Julianne Moore, master interpreter of uncanny domestic life, is smiling at me from a facsimile of her home. “This is a rental, but still all the same stuff,” the actor says over Zoom, gesturing to the Thomas Struth photograph behind her, depicting a primeval, vine-strewn forest. It used to hang along a hallway in her family’s West Village house, where the mix of mid-century design pieces and sentimental objects garnered the attention of shelter magazines. Moore is in tune with decoration, as much for the intellectual exercise of it as for the emotionally resonant results (a candid nude by Nan Goldin set the mood in a bathroom)—so it’s a wonder why she and her filmmaker husband, Bart Freundlich, decamped from such jewel-box real estate.

• _TASK REQUIREMENTS_: Extend the profile of Julianne Moore and her home, picking up after its last sentence.

• _DATA FOR ANALYSIS_:
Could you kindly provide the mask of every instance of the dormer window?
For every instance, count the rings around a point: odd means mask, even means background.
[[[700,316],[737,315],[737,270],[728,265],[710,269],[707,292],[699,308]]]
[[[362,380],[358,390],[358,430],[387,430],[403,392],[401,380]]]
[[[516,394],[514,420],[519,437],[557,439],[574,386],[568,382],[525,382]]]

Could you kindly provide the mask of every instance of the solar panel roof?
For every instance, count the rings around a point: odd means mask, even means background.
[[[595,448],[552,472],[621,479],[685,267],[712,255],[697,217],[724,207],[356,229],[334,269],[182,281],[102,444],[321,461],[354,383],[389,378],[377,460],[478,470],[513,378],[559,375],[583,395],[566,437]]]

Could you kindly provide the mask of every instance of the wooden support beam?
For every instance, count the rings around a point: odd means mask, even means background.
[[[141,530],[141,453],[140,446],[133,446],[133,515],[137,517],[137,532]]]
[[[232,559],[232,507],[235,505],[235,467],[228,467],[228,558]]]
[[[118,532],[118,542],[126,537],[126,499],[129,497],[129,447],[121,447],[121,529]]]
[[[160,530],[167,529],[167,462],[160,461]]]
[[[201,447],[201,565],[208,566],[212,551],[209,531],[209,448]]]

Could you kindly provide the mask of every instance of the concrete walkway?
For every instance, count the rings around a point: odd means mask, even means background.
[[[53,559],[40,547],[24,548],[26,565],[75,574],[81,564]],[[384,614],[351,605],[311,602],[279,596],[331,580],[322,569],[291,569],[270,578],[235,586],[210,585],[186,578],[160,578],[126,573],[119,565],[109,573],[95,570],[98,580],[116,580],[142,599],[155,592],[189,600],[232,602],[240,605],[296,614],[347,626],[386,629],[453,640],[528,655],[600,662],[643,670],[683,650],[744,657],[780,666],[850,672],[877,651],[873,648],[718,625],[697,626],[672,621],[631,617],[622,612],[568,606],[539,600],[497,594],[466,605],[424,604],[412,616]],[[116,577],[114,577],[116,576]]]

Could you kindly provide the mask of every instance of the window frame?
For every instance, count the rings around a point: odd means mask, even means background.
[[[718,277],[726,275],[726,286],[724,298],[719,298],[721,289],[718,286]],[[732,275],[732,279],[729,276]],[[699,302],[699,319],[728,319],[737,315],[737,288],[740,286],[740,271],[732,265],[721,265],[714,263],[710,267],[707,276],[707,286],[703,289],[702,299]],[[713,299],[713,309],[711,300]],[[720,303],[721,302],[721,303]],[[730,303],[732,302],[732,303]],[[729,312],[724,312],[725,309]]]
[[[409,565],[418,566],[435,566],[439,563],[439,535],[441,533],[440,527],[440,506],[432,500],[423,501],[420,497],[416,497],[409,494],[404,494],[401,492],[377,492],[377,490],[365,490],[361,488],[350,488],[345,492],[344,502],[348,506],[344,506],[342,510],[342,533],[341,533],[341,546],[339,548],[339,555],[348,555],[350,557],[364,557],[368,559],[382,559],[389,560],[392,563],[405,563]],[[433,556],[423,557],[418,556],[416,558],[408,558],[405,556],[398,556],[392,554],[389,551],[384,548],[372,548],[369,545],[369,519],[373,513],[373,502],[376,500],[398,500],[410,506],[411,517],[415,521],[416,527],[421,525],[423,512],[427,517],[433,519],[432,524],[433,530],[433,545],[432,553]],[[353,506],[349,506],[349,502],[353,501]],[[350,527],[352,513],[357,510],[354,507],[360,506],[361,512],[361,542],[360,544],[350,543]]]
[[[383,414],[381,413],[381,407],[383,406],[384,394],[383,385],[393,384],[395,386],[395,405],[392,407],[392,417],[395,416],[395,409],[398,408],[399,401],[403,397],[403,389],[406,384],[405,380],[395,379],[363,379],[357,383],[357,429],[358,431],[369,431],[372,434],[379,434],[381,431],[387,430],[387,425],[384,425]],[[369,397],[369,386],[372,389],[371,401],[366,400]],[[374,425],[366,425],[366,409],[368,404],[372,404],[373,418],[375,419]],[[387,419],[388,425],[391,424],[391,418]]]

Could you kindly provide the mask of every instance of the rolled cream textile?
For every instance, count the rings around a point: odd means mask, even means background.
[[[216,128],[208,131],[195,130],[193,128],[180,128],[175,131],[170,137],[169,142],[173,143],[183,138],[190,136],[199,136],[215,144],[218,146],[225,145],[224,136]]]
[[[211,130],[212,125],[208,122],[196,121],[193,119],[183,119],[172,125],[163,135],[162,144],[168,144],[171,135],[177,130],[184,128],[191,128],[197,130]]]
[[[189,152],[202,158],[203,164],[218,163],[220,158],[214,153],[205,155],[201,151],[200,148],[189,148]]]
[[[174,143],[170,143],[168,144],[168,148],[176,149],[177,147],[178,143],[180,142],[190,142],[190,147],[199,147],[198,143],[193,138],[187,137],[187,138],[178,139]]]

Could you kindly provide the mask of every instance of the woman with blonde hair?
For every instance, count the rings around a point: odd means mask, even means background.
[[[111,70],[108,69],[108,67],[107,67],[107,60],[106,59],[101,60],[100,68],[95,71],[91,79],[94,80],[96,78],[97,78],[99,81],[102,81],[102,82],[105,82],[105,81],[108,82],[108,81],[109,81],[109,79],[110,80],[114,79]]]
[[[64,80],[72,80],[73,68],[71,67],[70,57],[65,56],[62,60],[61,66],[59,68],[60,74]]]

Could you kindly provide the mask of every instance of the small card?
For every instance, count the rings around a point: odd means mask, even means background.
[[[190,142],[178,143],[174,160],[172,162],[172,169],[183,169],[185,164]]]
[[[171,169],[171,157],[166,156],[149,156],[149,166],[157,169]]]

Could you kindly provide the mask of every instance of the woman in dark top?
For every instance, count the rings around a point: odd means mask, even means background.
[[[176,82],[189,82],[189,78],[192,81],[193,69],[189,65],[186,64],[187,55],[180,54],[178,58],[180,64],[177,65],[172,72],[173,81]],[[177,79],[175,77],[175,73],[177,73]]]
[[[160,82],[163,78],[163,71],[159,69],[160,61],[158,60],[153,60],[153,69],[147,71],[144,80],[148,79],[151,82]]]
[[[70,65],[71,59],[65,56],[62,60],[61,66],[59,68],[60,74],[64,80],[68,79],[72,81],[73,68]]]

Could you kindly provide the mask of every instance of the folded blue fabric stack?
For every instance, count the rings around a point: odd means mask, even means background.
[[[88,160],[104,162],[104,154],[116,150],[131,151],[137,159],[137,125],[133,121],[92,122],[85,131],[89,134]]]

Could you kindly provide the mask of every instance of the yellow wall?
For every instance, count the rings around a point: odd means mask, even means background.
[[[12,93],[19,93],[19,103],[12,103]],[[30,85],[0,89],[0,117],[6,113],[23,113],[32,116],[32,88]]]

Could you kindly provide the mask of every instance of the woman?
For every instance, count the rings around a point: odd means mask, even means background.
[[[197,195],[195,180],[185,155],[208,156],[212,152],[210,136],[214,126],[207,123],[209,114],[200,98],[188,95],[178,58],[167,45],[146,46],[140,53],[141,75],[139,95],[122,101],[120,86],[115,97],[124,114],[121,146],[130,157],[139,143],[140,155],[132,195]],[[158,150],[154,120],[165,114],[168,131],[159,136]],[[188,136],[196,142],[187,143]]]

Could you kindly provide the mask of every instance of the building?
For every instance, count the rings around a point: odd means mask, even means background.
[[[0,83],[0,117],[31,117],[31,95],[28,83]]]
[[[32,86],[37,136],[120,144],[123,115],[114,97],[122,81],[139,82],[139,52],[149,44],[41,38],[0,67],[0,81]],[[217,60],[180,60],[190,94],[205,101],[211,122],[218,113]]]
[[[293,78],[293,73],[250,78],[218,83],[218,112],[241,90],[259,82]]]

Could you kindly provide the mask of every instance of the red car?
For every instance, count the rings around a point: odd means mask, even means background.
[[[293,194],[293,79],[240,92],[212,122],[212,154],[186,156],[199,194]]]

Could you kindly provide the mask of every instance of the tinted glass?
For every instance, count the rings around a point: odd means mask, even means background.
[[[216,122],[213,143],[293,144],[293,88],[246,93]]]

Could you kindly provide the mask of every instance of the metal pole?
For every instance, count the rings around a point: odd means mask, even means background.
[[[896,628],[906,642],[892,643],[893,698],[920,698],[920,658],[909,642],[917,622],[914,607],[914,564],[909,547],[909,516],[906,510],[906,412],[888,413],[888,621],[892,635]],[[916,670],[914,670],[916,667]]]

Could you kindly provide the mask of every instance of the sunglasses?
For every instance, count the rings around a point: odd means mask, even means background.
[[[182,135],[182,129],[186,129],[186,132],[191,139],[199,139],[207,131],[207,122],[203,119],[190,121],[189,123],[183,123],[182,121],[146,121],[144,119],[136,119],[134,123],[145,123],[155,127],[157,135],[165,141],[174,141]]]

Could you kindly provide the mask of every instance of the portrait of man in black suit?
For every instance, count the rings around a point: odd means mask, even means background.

• _RESPONSE BOX_:
“You know what? Our kids grew up,” Moore says, her unassuming warmth balancing out a familiar incandescence. Their older one, Caleb, graduated college during the pandemic and made his way to a nearby apartment for graduate school. Liv, four years younger, set off for Northwestern. The couple have a retreat on Long Island that satisfies their itch for nature. And so the West Village place suddenly felt like “this great big house. He’d be on the top floor, I’d be on the bottom,” says Moore, joking that she could no longer locate her husband. They now have their eyes on downtown’s Noho neighborhood. “I was ready to look out, to see buildings, to see New York.”
Decoration without pretense—that also describes Moore’s latest project, her first campaign as Hourglass’s brand ambassador. The Oscar winner, known for her freckled porcelain skin and smoky-eye predilection, is no stranger to beauty conversations. But this time, fronting the new Ambient Soft Glow foundation, she appears alongside Liv, with an oblique script that describes moonglow’s effect on the animal kingdom. (The buildable formula includes light-diffusing pigments, to replicate that proverbial ‘lit-from-within’ radiance.) “When my daughter said that line, ‘This is me,’ I wanted to burst into tears because it was so eloquent. Here is this 20-year-old woman talking about where she is, and then I get to say the same line,” Moore says. “It just felt very frank and emotional.” She points to the company’s like-minded values, from formulas that are vegan and cruelty-free to a sense of inclusivity across age and ethnicity—all set in motion by founder and CEO Carisa Janes.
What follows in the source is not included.